■ **Exercises to complete**:
a: In the news article about Nevada's patient busing lawsuit, what is the dollar amount of the contract extension the state's board of examiners will vote on?
b: Repeat the patient busing article word for word, starting with "This is the" and going on through "mental health patients.".
c: Go on with the news article about Nevada's patient busing lawsuit, picking up after its last sentence.

■ **Text excerpt**:
- - -
Las Vegas Sun

March 28, 2024

Legal costs mount as Nevada fights patient busing lawsuit

Greyhound bus

Associated Press

Hundreds of patients over several years were discharged from Rawson-Neal Psychiatric Hospital in Las Vegas and placed on Greyhound buses bound for cities across the country.

Click to enlarge photo

This is the front sign for the Rawson-Neal Psychiatric Hospital Tuesday, May 7, 2013.

Nevada is shelling out big money to defend itself in a class action lawsuit alleging the Department of Health and Human Services misused public money and jeopardized the lives of nearly 500 mental health patients in what’s known as the Greyhound busing scandal.

The state’s board of examiners will vote today to approve a $400,000 contract extension between Nevada and a California-based law firm Bingham McCutchen to fight claims that mental health patients were discharged from hospitals, ushered onto buses and transported to various cities in California to pass off the cost of treating mental health patients.

The contract highlights the cost the state must endure in and out of the courtroom.
- - -
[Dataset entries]
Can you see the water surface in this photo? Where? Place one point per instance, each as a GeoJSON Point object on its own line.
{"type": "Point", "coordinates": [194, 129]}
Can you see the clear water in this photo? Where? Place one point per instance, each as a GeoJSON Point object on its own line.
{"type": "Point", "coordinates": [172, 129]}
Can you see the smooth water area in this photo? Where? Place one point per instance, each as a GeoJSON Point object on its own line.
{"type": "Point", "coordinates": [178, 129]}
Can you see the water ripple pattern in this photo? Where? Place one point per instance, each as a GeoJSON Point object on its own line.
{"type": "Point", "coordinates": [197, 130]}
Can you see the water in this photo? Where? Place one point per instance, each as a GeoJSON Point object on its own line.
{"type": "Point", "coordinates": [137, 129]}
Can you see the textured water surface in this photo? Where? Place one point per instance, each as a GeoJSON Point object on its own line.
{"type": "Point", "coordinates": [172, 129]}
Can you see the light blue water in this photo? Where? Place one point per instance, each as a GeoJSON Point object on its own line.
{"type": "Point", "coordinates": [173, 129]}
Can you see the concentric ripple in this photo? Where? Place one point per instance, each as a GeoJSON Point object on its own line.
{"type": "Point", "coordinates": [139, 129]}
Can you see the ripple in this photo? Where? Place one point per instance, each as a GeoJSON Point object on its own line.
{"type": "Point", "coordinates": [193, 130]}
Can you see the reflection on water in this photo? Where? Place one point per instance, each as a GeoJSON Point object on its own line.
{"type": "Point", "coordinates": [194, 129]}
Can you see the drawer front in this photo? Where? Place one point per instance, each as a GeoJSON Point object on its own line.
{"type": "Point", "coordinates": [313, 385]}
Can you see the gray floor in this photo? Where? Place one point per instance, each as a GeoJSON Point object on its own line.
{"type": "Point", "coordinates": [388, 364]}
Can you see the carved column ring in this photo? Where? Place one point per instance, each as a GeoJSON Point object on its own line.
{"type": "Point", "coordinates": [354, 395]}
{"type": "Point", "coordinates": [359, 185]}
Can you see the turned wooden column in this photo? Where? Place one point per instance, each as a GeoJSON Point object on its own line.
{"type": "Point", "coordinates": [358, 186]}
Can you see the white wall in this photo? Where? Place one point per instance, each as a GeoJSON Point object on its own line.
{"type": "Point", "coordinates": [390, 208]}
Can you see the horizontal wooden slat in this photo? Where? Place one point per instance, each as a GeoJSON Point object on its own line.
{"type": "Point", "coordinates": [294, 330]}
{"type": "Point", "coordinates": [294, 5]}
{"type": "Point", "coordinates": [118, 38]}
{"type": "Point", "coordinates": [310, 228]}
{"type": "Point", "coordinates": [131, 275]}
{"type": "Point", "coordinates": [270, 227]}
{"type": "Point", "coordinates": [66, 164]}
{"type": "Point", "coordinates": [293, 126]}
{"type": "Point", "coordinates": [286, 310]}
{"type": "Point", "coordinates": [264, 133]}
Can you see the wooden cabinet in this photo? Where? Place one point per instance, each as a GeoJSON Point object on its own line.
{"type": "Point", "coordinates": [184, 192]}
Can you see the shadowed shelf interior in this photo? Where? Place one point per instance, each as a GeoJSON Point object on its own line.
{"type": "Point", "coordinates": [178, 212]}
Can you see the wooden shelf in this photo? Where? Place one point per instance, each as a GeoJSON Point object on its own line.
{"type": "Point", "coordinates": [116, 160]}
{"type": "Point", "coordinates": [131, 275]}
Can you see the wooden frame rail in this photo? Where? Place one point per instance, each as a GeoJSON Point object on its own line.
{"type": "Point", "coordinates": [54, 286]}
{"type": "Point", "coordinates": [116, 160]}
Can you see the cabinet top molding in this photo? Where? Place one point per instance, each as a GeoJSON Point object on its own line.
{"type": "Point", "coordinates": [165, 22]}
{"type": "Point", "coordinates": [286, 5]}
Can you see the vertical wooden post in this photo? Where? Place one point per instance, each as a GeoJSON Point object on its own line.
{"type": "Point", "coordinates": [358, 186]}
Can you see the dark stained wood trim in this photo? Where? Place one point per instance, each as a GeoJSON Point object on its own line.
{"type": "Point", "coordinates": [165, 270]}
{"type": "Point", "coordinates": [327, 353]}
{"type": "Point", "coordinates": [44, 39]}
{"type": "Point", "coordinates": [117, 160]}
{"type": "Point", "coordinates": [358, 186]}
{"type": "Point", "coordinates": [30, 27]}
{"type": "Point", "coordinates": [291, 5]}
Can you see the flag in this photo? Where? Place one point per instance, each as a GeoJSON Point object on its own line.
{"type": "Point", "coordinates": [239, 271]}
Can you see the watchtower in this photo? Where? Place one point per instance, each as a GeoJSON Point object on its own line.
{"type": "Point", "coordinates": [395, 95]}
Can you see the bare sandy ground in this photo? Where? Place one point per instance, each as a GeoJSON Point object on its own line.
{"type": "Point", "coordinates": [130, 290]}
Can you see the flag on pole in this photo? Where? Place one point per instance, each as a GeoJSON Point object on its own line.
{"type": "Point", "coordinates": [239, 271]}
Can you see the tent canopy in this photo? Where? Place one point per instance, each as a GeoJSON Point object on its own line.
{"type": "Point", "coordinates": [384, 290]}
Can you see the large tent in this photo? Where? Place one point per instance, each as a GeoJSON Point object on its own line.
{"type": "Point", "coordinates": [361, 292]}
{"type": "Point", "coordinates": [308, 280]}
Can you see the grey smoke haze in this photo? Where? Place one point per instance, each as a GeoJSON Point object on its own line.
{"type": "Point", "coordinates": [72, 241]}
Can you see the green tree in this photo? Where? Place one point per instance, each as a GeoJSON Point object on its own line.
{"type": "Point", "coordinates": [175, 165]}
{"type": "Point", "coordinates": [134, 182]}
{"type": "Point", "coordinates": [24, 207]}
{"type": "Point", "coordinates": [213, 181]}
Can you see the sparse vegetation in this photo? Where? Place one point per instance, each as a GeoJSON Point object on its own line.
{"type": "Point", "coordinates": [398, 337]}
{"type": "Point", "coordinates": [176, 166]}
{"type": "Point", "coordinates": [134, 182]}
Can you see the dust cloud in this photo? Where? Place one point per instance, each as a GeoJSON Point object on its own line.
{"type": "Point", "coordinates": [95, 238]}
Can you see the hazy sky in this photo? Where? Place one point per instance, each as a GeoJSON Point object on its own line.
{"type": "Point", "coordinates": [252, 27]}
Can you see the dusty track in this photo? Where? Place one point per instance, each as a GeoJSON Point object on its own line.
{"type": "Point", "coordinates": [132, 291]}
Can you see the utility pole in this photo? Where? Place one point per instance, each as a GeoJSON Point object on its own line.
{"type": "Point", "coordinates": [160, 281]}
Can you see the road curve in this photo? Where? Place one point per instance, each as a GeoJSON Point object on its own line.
- - -
■ **List of answers**:
a: $400,000

b:
This is the front sign for the Rawson-Neal Psychiatric Hospital Tuesday, May 7, 2013.

Nevada is shelling out big money to defend itself in a class action lawsuit alleging the Department of Health and Human Services misused public money and jeopardized the lives of nearly 500 mental health patients in what’s known as the Greyhound busing scandal.

The state’s board of examiners will vote today to approve a $400,000 contract extension between Nevada and a California-based law firm Bingham McCutchen to fight claims that mental health patients were discharged from hospitals, ushered onto buses and transported to various cities in California to pass off the cost of treating mental health patients.

c:
If approved, the contract extension will mean the state has allocated more than $1.9 million to defend itself in the suit, which was filed by the City and County of San Francisco on behalf of more than 50 California towns that were harbors for Nevada mental health patients between 2008 and 2013.

Nevada needs a California-licensed attorney to fight the case in that state, said Jennifer Lopez, a spokeswoman for the Nevada Attorney General’s Office. State officials made their case for the expense to the Legislature’s Interim Finance Committee on Monday. The committee approved the appropriations, signaling that the board will follow suit.

Court filings show that Nevada has aggressively tried to quash the case since it was first filed in September 2013.

“It was the individuals, and not the Nevada State Defendants, who took the (intervening) steps to reach California and, allegedly, seek additional medical care,” Nevada’s legal counsel wrote about the discharged mental health patients in legal filings.

Court filings also show that Nevada said that the mental health patients made “unilateral” decisions about where to go.

But a trial court and a state court of appeals said San Francisco does have the authority to charge Nevada. Nevada’s legal counsel then appealed to the California Supreme Court, which hasn’t stated whether it will hear the case.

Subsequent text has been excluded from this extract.